━━ SUPPLIED TEXT ━━
Since the organisation seems to be posting here officially, instead of jumping
into speculation right away, why don't we try to ask them some questions
first?

------
brudgers
Context, [https://www.zdnet.com/article/kazakhstan-government-is-
now-i...](https://www.zdnet.com/article/kazakhstan-government-is-now-
intercepting-all-https-traffic/)

------
troydavis
Related discussion:
[https://groups.google.com/forum/#!topic/mozilla.dev.security...](https://groups.google.com/forum/#!topic/mozilla.dev.security.policy/wnuKAhACo3E)
(from
[https://news.ycombinator.com/item?id=20638838#20639494](https://news.ycombinator.com/item?id=20638838#20639494))
━━━
━━ MATERIAL FOR THIS EXERCISE ━━
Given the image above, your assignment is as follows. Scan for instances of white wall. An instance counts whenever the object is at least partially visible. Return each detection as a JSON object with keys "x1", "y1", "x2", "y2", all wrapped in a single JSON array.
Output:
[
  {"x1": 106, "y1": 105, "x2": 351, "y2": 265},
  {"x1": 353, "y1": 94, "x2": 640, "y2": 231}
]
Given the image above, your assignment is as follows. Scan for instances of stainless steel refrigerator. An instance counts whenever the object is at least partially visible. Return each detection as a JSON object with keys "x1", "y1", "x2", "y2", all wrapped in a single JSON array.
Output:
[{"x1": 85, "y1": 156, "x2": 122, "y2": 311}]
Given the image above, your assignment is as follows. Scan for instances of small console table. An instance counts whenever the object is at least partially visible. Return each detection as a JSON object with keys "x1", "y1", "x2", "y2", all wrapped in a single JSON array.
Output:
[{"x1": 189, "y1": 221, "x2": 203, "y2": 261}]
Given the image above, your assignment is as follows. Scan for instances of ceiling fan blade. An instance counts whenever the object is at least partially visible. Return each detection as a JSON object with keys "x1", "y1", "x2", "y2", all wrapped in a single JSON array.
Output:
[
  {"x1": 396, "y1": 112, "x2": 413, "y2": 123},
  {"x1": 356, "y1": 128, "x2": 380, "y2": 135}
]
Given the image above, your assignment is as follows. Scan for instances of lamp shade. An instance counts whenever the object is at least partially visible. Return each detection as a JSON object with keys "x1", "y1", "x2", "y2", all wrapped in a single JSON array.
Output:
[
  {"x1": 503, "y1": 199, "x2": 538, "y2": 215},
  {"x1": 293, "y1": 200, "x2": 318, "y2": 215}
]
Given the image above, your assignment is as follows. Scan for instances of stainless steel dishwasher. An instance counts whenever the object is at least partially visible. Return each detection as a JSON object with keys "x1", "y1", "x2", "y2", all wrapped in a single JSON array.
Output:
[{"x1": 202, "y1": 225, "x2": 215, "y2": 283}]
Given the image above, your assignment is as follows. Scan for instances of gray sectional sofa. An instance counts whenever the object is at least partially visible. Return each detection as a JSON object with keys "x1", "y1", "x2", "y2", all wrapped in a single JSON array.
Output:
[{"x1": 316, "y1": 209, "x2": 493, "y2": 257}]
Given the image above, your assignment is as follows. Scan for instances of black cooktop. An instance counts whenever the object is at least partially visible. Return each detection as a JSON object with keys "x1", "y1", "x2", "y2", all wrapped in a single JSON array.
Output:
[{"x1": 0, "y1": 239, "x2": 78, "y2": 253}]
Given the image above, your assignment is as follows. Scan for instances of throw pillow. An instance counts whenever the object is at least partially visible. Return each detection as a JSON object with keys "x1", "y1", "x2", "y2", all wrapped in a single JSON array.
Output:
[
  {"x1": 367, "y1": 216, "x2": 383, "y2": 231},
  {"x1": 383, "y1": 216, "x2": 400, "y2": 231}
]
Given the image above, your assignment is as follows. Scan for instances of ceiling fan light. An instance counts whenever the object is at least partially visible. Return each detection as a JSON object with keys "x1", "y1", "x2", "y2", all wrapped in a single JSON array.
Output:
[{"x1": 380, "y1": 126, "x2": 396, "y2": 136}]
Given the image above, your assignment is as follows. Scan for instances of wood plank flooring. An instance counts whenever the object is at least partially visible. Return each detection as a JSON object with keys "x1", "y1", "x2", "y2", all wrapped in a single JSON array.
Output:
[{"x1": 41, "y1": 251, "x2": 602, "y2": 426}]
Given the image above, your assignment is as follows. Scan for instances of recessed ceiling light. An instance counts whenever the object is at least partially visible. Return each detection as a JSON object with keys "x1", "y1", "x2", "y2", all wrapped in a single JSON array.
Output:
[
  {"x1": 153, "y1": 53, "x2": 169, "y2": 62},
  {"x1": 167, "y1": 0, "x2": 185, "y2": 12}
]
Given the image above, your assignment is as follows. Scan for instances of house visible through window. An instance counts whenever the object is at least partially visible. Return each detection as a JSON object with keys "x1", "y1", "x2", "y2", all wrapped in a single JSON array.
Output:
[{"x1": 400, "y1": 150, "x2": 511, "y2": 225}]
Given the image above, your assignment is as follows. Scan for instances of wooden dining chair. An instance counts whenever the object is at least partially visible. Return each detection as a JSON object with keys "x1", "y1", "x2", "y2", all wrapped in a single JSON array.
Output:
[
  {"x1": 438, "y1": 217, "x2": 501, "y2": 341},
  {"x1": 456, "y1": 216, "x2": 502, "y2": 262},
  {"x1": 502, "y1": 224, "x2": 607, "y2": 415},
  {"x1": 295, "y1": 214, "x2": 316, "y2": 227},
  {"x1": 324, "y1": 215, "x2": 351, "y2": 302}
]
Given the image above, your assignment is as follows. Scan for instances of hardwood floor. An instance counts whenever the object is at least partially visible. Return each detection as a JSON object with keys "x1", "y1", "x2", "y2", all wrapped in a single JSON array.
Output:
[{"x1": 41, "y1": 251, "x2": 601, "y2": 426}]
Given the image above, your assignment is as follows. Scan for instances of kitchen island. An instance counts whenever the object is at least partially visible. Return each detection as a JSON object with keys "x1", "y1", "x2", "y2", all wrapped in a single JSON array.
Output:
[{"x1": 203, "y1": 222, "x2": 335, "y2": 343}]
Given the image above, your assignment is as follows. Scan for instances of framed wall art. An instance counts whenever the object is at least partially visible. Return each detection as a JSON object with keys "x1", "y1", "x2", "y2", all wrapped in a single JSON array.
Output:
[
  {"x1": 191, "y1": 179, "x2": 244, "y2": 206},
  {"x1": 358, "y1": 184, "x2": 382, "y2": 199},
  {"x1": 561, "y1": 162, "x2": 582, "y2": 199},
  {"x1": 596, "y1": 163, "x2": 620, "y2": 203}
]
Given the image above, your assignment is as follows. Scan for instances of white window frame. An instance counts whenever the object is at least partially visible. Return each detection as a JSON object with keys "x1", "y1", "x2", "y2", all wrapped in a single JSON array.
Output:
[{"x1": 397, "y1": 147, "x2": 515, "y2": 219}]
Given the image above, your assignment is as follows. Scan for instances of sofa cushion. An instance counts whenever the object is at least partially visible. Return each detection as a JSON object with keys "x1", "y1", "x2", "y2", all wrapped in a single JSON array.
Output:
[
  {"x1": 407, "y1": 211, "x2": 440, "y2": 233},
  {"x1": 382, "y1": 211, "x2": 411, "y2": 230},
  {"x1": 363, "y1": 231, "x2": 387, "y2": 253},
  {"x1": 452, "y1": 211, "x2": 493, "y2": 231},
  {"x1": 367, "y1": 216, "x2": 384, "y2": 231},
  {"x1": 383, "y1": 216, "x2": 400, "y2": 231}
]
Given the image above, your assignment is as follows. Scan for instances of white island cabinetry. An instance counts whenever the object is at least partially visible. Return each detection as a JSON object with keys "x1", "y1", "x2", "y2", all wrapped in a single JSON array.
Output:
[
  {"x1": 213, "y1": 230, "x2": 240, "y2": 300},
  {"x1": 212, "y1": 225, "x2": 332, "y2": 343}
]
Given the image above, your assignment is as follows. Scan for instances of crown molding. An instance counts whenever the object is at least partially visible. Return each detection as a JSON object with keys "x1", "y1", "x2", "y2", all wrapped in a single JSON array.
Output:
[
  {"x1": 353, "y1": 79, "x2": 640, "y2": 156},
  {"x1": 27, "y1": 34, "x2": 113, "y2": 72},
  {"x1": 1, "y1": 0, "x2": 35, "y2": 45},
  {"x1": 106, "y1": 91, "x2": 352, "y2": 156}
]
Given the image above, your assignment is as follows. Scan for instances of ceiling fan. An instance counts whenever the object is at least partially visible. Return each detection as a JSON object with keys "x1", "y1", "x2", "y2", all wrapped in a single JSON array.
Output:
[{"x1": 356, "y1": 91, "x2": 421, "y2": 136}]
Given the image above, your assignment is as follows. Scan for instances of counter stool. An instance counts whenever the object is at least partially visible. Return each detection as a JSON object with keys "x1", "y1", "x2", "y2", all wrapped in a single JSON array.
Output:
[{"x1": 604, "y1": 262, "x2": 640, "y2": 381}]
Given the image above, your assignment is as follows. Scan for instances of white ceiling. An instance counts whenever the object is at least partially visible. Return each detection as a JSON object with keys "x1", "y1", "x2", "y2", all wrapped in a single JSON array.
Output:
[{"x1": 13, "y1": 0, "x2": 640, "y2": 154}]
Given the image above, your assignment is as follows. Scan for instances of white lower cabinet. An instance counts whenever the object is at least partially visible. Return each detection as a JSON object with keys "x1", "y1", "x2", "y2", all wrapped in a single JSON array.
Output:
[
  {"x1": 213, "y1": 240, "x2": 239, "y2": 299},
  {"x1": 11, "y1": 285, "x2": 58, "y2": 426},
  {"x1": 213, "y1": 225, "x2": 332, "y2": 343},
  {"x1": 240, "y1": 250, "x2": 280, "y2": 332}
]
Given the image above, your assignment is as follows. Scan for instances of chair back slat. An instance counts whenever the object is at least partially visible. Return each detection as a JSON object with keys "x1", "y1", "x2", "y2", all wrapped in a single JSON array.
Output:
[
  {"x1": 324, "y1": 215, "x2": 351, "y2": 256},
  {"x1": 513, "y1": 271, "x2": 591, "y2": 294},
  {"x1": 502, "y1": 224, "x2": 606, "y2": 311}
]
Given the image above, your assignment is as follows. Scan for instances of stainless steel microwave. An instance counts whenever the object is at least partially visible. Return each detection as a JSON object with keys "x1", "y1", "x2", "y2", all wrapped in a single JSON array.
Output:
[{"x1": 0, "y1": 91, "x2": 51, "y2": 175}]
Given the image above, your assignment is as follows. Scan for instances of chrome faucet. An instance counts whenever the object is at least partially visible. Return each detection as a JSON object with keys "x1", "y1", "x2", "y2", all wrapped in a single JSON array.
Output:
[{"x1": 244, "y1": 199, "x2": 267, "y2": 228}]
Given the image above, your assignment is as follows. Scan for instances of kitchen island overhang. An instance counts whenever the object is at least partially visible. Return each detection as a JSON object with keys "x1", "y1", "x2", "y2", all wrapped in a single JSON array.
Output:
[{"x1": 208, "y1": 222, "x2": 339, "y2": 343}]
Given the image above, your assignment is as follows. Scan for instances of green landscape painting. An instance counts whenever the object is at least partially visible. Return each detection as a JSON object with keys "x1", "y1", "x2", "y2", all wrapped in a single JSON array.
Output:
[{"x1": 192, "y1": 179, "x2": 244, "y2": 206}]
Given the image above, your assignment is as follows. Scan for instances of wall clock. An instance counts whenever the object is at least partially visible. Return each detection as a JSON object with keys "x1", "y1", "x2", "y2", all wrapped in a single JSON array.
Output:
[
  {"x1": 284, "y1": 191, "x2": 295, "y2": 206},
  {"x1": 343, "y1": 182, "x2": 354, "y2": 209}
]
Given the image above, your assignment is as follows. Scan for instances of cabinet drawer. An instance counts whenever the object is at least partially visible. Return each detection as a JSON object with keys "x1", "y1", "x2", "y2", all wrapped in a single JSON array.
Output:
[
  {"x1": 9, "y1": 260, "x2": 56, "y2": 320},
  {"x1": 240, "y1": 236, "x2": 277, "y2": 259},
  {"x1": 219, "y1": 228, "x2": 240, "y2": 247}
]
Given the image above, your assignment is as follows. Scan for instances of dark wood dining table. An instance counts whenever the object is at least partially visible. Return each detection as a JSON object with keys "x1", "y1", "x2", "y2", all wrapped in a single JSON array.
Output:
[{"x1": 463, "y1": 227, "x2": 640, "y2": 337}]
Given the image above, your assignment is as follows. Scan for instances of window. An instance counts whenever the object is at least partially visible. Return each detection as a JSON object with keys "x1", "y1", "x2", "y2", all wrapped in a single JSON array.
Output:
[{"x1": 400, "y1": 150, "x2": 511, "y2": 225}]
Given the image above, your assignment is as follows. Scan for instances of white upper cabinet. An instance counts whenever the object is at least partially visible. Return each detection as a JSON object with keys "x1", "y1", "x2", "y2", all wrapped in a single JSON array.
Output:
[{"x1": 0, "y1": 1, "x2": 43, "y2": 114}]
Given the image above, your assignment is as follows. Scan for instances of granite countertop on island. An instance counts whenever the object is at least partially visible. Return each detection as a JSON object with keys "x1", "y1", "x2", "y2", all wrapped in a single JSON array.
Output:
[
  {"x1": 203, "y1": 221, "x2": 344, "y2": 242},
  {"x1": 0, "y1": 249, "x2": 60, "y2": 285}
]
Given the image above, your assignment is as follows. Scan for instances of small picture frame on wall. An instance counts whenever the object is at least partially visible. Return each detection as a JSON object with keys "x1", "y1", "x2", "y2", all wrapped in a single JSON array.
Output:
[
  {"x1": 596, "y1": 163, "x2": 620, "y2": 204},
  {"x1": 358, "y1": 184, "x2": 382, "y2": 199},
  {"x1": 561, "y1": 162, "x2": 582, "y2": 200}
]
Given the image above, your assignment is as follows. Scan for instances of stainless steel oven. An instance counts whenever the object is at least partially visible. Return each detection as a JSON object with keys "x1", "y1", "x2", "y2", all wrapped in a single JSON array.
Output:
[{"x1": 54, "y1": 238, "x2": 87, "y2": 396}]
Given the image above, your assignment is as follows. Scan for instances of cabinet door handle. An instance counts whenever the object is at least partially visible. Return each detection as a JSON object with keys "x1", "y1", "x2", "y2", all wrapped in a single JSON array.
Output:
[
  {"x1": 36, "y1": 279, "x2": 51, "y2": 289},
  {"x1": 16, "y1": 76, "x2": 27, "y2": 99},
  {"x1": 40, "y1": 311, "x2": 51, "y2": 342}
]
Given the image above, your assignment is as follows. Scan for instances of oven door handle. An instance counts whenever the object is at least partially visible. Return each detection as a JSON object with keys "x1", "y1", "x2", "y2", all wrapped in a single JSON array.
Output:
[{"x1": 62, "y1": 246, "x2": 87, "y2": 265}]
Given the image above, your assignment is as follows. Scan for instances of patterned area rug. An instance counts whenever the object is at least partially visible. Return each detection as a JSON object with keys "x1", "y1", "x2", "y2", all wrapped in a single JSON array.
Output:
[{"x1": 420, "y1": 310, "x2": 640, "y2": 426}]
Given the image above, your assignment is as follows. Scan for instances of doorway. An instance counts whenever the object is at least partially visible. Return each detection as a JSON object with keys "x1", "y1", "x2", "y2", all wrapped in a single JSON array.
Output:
━━━
## REQUIRED ACTIONS
A. Pull out every line of the records that contains the string "dining". Matching is case-sensitive.
B. Write a continuation of the forum thread on Kazakhstan's interception of HTTPS traffic, starting right after its last line.

## TASK RESULTS
A.
Given the image above, your assignment is as follows. Scan for instances of wooden dining chair. An instance counts whenever the object is at least partially visible. Return each detection as a JSON object with keys "x1", "y1", "x2", "y2", all wrapped in a single JSON array.
Given the image above, your assignment is as follows. Scan for instances of dark wood dining table. An instance counts whenever the object is at least partially visible. Return each detection as a JSON object with keys "x1", "y1", "x2", "y2", all wrapped in a single JSON array.

B.
------
marksomnian
Discussion in mozilla.dev.security.policy (mailing list to discuss TLS
implementation in Firefox/NSS):
[https://groups.google.com/forum/#!topic/mozilla.dev.security...](https://groups.google.com/forum/#!topic/mozilla.dev.security.policy/wnuKAhACo3E)

------
alltakendamned
so, a CERT organisation that is proud of its role in mitm'ing all traffic in
the country ?

Of course, all in the name of fighting the four horsemen of the infocalypse...
(ref.
[https://en.wikipedia.org/wiki/Four_Horsemen_of_the_Infocalyp...](https://en.wikipedia.org/wiki/Four_Horsemen_of_the_Infocalypse))

You might want to get your moral compass checked.

------
iserlohnmage
I wonder if normal citizens of Kazakhstan can visit HN and report the
situation there.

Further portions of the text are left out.